__Exercise description__
Leave out all lines before the one containing "the white wooden", and copy that line and all the rest below it exactly.

__Supplied records__
################
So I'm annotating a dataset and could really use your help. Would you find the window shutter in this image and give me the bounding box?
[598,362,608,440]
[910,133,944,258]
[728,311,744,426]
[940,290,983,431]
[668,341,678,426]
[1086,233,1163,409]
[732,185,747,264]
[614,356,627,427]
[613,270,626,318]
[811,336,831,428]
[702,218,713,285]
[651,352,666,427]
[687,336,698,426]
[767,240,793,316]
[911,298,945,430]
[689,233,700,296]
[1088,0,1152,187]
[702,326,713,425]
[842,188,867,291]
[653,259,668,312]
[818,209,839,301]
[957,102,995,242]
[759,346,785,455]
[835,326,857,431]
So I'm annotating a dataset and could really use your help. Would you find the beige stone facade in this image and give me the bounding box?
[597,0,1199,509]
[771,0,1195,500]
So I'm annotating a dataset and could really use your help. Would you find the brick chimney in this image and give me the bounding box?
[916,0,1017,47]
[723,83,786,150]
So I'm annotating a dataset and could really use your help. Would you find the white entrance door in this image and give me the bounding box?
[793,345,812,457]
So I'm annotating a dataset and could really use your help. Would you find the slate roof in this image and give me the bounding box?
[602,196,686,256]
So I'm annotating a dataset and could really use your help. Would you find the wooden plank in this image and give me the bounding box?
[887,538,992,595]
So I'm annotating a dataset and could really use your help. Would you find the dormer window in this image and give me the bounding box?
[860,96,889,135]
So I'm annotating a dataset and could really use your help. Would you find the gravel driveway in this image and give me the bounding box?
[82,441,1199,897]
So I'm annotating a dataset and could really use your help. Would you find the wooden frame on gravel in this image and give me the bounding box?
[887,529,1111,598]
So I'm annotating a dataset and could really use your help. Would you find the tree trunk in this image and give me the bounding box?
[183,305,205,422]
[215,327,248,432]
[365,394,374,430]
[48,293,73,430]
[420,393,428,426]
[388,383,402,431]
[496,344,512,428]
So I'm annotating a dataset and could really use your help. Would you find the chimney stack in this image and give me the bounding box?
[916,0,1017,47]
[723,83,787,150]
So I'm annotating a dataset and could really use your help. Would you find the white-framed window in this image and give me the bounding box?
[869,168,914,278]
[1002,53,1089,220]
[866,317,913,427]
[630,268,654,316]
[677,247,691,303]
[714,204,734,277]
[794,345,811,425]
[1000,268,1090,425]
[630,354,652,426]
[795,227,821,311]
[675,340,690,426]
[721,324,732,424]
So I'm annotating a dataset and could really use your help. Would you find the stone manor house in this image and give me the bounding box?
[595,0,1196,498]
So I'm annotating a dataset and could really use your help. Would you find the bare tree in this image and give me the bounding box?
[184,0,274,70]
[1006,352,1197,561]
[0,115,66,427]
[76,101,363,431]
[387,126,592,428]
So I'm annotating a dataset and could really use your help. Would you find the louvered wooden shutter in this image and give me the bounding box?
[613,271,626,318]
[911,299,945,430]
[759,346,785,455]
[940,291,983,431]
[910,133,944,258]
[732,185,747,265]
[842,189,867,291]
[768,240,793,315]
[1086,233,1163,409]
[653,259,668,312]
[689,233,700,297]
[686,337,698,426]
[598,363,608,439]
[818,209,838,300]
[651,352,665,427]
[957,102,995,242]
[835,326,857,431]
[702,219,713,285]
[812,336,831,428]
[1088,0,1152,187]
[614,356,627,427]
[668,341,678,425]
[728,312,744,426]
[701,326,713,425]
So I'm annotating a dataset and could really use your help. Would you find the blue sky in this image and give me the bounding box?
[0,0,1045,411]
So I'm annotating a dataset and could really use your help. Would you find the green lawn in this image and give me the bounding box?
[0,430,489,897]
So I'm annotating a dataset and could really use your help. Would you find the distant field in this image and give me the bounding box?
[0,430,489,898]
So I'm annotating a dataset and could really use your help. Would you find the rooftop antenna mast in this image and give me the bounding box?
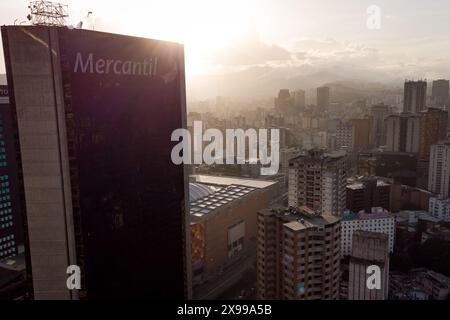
[27,1,69,27]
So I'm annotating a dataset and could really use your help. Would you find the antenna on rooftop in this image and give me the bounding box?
[27,1,69,27]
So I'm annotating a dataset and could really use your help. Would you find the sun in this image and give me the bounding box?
[102,0,257,76]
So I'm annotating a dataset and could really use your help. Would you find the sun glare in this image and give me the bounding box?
[101,0,258,75]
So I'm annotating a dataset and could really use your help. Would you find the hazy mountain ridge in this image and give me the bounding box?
[188,67,403,102]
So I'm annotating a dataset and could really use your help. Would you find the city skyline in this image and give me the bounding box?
[1,1,450,304]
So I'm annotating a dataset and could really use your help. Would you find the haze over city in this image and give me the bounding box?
[2,0,450,99]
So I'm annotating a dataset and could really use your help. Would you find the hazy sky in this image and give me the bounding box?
[1,0,450,82]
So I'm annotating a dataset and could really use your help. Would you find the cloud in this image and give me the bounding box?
[207,36,383,74]
[187,35,450,99]
[204,35,450,84]
[210,37,292,66]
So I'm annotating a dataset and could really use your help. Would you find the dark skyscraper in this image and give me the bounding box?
[403,80,427,113]
[317,86,330,110]
[274,89,293,114]
[293,89,305,109]
[431,79,449,109]
[0,85,19,260]
[2,26,190,299]
[370,103,390,147]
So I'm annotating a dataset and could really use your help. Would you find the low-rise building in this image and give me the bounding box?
[189,175,279,299]
[390,269,450,300]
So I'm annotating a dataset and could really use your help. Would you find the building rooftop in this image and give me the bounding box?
[259,206,340,231]
[289,149,346,165]
[189,183,217,202]
[342,207,392,221]
[190,184,257,220]
[346,176,392,190]
[434,140,450,146]
[353,230,389,241]
[190,174,277,189]
[390,269,450,300]
[394,210,440,224]
[189,175,278,222]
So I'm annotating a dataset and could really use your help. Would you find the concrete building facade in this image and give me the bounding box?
[317,86,330,110]
[257,206,341,300]
[348,231,389,300]
[428,140,450,197]
[403,80,427,113]
[385,114,421,153]
[288,150,347,216]
[346,176,391,213]
[418,108,448,160]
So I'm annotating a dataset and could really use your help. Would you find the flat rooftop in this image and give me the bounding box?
[342,209,392,221]
[190,174,277,189]
[189,175,278,222]
[190,184,257,220]
[394,210,441,223]
[347,180,391,190]
[259,206,340,231]
[290,150,347,164]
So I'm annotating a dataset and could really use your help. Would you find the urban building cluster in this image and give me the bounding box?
[1,24,450,301]
[186,78,450,300]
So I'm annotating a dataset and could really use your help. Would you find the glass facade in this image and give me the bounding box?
[0,86,21,259]
[58,29,188,299]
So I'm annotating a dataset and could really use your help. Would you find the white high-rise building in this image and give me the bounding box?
[429,197,450,221]
[428,140,450,197]
[288,149,347,216]
[341,208,395,257]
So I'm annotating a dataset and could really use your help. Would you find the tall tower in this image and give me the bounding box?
[317,86,330,110]
[385,114,421,153]
[288,150,347,216]
[370,103,390,147]
[257,207,341,300]
[428,140,450,198]
[2,26,190,299]
[431,79,449,109]
[418,108,448,160]
[293,89,306,109]
[403,80,427,113]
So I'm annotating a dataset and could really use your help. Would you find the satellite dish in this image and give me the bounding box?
[76,21,83,29]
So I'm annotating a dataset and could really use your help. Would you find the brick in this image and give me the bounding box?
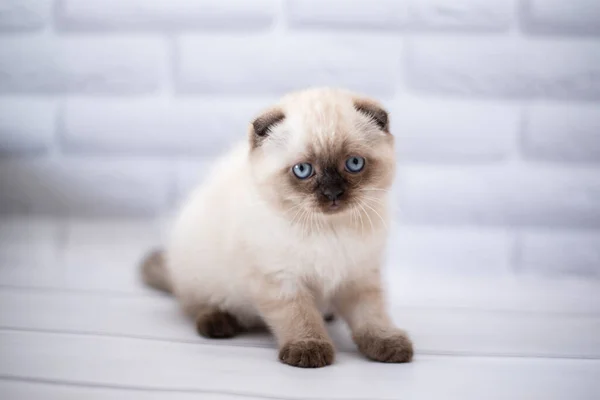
[398,165,600,228]
[0,35,166,94]
[387,225,513,275]
[390,97,518,162]
[406,37,600,100]
[520,230,600,277]
[524,104,600,162]
[0,0,50,31]
[57,0,276,31]
[177,34,400,97]
[0,158,172,216]
[61,98,271,156]
[286,0,407,29]
[522,0,600,35]
[0,98,56,154]
[409,0,512,31]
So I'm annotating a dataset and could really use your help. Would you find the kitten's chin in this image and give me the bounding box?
[318,200,349,215]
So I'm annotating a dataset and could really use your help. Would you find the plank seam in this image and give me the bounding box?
[1,327,597,360]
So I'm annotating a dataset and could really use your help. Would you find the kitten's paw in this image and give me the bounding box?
[196,311,242,339]
[279,339,335,368]
[354,331,413,363]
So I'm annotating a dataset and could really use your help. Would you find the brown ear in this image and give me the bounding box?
[250,107,285,148]
[353,99,389,133]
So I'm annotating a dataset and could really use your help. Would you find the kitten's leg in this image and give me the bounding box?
[333,272,413,363]
[254,284,334,368]
[193,304,244,339]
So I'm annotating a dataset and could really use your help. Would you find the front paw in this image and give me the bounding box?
[354,331,413,363]
[279,339,335,368]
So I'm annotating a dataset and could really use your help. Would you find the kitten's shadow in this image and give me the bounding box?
[222,320,356,353]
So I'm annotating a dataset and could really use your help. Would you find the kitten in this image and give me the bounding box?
[141,88,413,368]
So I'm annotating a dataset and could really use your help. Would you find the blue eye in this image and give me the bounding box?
[292,163,313,179]
[345,156,365,173]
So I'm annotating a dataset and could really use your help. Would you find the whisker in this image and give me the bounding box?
[314,212,324,236]
[359,188,389,193]
[289,205,305,226]
[360,195,385,205]
[315,213,321,236]
[284,202,304,216]
[357,206,365,236]
[300,209,310,237]
[357,202,375,232]
[352,206,364,237]
[361,200,388,230]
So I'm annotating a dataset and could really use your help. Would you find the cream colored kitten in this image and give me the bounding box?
[141,88,413,368]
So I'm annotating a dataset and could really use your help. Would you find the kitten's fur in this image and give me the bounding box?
[141,88,413,367]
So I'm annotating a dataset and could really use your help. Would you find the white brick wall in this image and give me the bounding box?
[520,230,600,277]
[0,0,51,31]
[407,37,600,100]
[392,97,519,161]
[61,97,270,155]
[0,0,599,279]
[286,0,408,29]
[522,0,600,35]
[408,0,513,31]
[0,158,171,215]
[0,35,167,94]
[399,165,600,228]
[523,103,600,162]
[0,98,56,154]
[177,34,400,96]
[57,0,277,31]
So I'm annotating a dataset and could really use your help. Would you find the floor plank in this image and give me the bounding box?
[0,217,64,289]
[2,262,599,315]
[0,379,268,400]
[0,218,161,293]
[1,289,598,358]
[2,217,600,399]
[1,331,598,400]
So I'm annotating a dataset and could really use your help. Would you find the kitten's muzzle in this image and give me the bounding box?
[319,186,346,212]
[318,167,347,203]
[321,187,345,201]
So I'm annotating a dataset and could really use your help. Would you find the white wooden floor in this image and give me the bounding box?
[1,217,599,400]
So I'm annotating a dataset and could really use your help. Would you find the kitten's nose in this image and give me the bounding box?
[322,187,345,201]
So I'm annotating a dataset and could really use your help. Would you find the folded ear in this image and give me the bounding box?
[353,98,389,133]
[250,107,285,148]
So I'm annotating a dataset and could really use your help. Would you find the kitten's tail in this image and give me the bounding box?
[140,249,172,293]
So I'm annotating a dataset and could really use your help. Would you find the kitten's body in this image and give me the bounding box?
[142,88,412,367]
[168,143,386,326]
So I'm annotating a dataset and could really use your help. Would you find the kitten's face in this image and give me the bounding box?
[250,89,395,225]
[284,140,392,215]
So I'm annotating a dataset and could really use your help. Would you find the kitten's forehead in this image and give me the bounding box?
[281,89,358,159]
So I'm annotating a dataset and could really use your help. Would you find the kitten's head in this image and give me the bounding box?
[249,88,395,228]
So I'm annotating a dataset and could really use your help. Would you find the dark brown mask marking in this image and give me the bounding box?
[317,167,347,202]
[353,99,389,133]
[251,108,285,148]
################
__Solved problem__
So I'm annotating a dataset and could really use your help. Would you find the white wooden floor in this image and give me the bounding box?
[1,217,599,400]
So I'm annotating a dataset and could really use your help. Would you find the kitten's nose in this image and give me the bounding box?
[322,187,345,201]
So I'm annotating a dataset and could really use your help. Would you find the folded ear in this image and give me the bounding box?
[353,98,389,133]
[250,107,285,148]
So I'm annotating a dataset and could really use your help. Would you find the kitten's tail in this image and give me the bounding box?
[140,249,172,293]
So I'm annotating a dataset and could really use your help. Would you find the kitten's body in this image and give me the bounding box?
[142,88,412,367]
[168,143,386,326]
So I'm annotating a dataset and could really use your help. Would you find the kitten's face in this image and give me the bounding box?
[250,89,395,225]
[284,140,392,215]
So I'm annotating a dataset and could really use your help. Would you find the kitten's forehead in this image and give me the bounding box?
[281,89,358,159]
So I'm annotating a dataset and could really use your help. Would you find the kitten's head in this image and give me the bounding box?
[249,88,395,228]
So I'm annotating a dataset and could really use your help. Would you find the dark brown mask marking in this image and give me the bounding box?
[317,167,347,202]
[353,99,389,133]
[251,108,285,148]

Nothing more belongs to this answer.